- AUSGANGSTEXT:
* * * * * * *

Spaß beiseite, es gibt gute Gründe, warum das Römische Reich heute noch fasziniert, auch wenn es seine Dominanz mit eiserner (oder vielleicht eher bronzener) Eroberungspolitik, Ausbeutung und Sklaverei am Leben erhielt. Sollte es euch so oder ähnlich ergehen, wird euch ein Spiel wie Expeditions: Rome gnadenlos für gut 60 Stunden fesseln. Als Einstiegsdroge für den Stoff dient es allerdings nicht, denn es bombardiert euch von der ersten Minute an mit etlichen Begrifflichkeiten, schwer verständlichen Namen und geschichtlichen Hintergründen.

Als Szenario dient die Übergangsphase von der Senatsrepublik Rom in das Kaiserreich. Man trifft sogar in der ersten Spielstunde auf den jungen Gaius Julius Cäsar, der sich noch auf dem Schlachtfeld seine Sporen verdient. Erwartet keine hundertprozentig geschichtstreue Umsetzung historischer Ereignisse. Seht geschichtliche Wahrheiten eher als eingeflochtene Kameos mit Aha-Effekt, die eine spannende Handlung erden.

Rundenweise hexagonal

Selbst für ein Rollenspiel ist der Gesprächsstoff unter Helden und Schurken ausladend komplex. Ihr führt Multiple-Choice-Unterhaltungen, die man nicht einfach mal aufs Geratewohl durchklicken kann, weil sie mitunter wichtige Entscheidungen für den Spielverlauf treffen. Als junger, unerfahrener Kriegsherr (beziehungsweise wahlweise als Kriegsherrin) zieht ihr durch Länder wie Griechenland oder Ägypten, gewinnt neue Freunde, heuert Krieger an, schaut in der Hauptstadt nach dem Geschehen und mischt in politischen Entscheidungen mit. Da muss man schon knietief eintauchen, wenn man den Galea nicht nach der ersten Stunde aus Frust an den Nagel hängen will.

Auch der spielerische Anteil meidet den Samthandschuh. Die ersten Schlachten, die man als erweitertes Tutorial ansehen kann, mögen vergleichsweise einfach ausfallen, aber das Kampfsystem der taktischen Schlachten legt Finessen an den Tag, die ihr schnell verinnerlichen müsst, um später versiert mit ihnen umgehen zu können.

* * * * * * *

- ERFASSTE DATEN:

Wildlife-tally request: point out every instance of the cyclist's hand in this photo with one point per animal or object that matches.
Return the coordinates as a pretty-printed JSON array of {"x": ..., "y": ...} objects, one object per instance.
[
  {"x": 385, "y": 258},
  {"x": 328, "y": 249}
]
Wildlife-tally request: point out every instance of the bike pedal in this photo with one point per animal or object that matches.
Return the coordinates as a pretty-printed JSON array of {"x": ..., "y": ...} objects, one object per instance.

* * * * * * *

- ZIEL DER ÜBUNG:
Gib bitte die Stelle im Ausgangstext zwischen "Auch der spielerische" und "umgehen zu können.", beide eingeschlossen, noch einmal wieder und tausche dabei "Kampfsystem" gegen "Gefechtssystem" aus.

- LÖSUNG:
Auch der spielerische Anteil meidet den Samthandschuh. Die ersten Schlachten, die man als erweitertes Tutorial ansehen kann, mögen vergleichsweise einfach ausfallen, aber das Gefechtssystem der taktischen Schlachten legt Finessen an den Tag, die ihr schnell verinnerlichen müsst, um später versiert mit ihnen umgehen zu können.